=== Section Start ===

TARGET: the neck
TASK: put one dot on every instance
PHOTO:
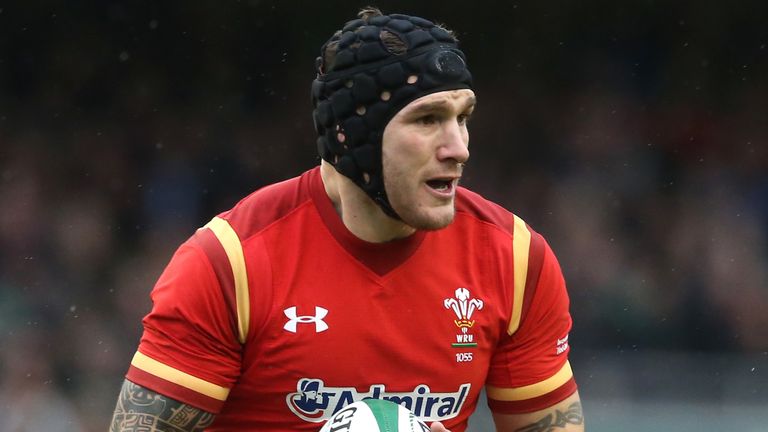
(360, 214)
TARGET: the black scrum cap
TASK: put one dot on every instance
(369, 81)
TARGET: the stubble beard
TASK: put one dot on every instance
(411, 211)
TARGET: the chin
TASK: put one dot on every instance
(429, 220)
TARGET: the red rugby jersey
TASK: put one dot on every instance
(274, 316)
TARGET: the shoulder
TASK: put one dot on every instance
(475, 206)
(270, 204)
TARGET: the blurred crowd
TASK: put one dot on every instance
(633, 137)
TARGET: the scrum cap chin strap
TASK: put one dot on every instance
(369, 82)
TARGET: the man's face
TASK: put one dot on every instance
(424, 148)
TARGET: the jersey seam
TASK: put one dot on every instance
(212, 276)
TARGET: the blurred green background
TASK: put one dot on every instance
(631, 134)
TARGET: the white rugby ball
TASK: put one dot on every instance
(374, 415)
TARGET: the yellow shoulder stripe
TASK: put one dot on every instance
(521, 244)
(176, 376)
(234, 249)
(534, 390)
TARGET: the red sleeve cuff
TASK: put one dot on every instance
(174, 391)
(533, 404)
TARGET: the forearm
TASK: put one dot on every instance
(565, 416)
(141, 409)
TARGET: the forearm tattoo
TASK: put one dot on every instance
(560, 419)
(141, 410)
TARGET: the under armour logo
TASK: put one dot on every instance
(294, 320)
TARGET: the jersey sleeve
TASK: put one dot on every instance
(189, 350)
(530, 370)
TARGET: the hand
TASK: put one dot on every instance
(438, 427)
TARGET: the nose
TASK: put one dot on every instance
(454, 143)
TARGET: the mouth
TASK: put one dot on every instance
(443, 186)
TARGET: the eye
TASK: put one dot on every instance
(427, 119)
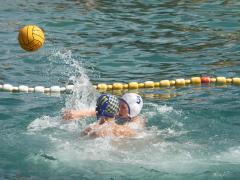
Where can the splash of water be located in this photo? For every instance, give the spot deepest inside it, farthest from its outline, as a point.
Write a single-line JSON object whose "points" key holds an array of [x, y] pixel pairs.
{"points": [[84, 94]]}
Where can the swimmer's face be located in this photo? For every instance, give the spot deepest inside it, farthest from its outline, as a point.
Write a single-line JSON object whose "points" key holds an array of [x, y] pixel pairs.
{"points": [[123, 109]]}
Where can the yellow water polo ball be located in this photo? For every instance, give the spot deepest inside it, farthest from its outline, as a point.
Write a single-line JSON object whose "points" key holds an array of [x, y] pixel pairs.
{"points": [[31, 37]]}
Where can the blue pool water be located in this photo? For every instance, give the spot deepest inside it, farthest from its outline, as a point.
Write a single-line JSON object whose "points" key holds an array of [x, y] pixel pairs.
{"points": [[191, 133]]}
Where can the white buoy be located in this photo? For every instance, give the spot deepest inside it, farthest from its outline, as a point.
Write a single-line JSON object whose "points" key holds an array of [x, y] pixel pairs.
{"points": [[15, 89], [69, 88], [23, 88], [39, 89], [62, 89], [7, 87], [55, 89], [46, 90], [30, 89]]}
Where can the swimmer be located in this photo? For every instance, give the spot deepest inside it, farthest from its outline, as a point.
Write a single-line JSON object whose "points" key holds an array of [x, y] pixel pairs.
{"points": [[106, 110], [129, 109]]}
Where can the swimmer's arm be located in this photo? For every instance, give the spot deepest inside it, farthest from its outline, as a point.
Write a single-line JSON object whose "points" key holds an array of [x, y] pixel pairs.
{"points": [[76, 114], [123, 131], [140, 121]]}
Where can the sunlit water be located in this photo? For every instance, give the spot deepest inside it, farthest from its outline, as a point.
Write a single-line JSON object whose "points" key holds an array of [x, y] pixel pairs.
{"points": [[191, 132]]}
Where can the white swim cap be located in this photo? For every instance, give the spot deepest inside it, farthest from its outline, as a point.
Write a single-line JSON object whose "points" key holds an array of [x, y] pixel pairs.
{"points": [[134, 102]]}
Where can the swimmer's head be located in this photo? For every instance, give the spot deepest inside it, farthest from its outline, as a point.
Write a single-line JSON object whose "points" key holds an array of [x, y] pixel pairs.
{"points": [[132, 105], [107, 106]]}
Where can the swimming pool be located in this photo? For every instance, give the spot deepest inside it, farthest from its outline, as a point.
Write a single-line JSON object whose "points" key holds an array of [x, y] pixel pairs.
{"points": [[192, 132]]}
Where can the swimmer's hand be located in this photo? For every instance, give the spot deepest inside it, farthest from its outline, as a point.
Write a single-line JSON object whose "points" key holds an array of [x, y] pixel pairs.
{"points": [[76, 114]]}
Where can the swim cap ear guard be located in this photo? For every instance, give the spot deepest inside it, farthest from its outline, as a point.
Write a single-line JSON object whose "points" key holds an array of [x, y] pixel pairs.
{"points": [[134, 102], [107, 106]]}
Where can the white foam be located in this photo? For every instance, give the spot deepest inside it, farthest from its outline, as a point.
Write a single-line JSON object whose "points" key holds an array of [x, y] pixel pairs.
{"points": [[231, 155]]}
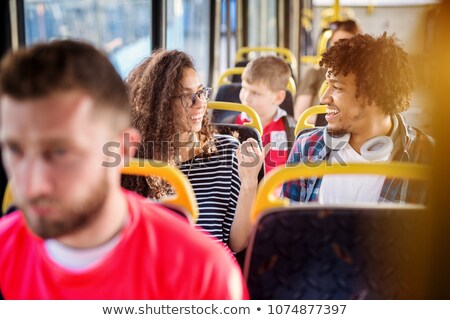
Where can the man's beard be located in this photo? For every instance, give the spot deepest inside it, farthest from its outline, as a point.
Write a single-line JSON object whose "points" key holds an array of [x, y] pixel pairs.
{"points": [[70, 217]]}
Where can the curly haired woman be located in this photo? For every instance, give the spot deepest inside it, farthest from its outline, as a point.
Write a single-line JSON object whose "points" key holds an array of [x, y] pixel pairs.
{"points": [[169, 109]]}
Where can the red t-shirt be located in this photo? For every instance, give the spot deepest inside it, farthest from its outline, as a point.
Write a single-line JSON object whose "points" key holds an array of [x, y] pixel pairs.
{"points": [[275, 134], [159, 256]]}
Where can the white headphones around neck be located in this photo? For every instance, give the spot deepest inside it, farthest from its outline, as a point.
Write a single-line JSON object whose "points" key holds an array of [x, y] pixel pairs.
{"points": [[376, 149]]}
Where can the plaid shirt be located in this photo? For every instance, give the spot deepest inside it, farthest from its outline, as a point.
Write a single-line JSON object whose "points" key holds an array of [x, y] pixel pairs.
{"points": [[310, 147]]}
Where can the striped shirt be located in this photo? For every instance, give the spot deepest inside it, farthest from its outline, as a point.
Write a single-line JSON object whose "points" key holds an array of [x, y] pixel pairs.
{"points": [[216, 184]]}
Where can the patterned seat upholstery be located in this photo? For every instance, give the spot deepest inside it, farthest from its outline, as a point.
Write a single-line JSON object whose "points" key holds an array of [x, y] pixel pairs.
{"points": [[334, 253]]}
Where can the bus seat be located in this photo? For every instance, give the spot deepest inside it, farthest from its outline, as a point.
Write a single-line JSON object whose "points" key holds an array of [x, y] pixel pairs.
{"points": [[286, 54], [183, 202], [333, 252]]}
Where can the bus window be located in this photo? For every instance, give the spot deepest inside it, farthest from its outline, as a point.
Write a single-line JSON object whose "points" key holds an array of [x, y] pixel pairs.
{"points": [[262, 23], [120, 27], [188, 29]]}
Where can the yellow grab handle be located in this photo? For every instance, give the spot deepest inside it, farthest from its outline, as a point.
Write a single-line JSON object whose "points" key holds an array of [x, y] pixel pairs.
{"points": [[230, 106], [302, 124], [227, 73], [265, 198], [184, 194], [7, 201]]}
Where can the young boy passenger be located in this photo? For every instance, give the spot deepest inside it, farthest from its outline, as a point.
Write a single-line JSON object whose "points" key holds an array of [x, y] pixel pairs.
{"points": [[264, 81]]}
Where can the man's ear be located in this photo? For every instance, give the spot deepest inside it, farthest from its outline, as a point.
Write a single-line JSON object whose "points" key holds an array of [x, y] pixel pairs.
{"points": [[280, 96], [131, 140]]}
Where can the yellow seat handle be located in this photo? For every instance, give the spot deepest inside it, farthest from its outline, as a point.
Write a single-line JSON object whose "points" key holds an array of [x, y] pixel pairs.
{"points": [[234, 71], [265, 198], [255, 121], [184, 194]]}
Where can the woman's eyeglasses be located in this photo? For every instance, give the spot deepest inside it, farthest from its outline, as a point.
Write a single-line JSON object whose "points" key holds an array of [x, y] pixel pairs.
{"points": [[188, 99]]}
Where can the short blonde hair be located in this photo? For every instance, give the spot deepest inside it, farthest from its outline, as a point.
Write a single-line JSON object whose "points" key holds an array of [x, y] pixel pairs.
{"points": [[273, 71]]}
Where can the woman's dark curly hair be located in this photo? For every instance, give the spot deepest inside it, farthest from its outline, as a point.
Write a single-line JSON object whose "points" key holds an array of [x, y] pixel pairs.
{"points": [[382, 69], [154, 87]]}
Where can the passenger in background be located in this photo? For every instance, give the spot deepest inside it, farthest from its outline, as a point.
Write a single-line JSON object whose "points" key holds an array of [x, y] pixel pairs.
{"points": [[169, 109], [264, 83], [78, 235], [370, 82], [308, 91]]}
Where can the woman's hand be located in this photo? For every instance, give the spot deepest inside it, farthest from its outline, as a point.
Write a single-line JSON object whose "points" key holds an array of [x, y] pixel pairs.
{"points": [[250, 160]]}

=== Section End ===

WHAT YOU NEED TO DO: In the material above, find the lines that contain "background" and show them.

EXERCISE OUTPUT:
TARGET: the blurred green background
Where can the passenger in background be located in this photo? For every instance, give the spot deepest inside it, farthest from its outline, as a point.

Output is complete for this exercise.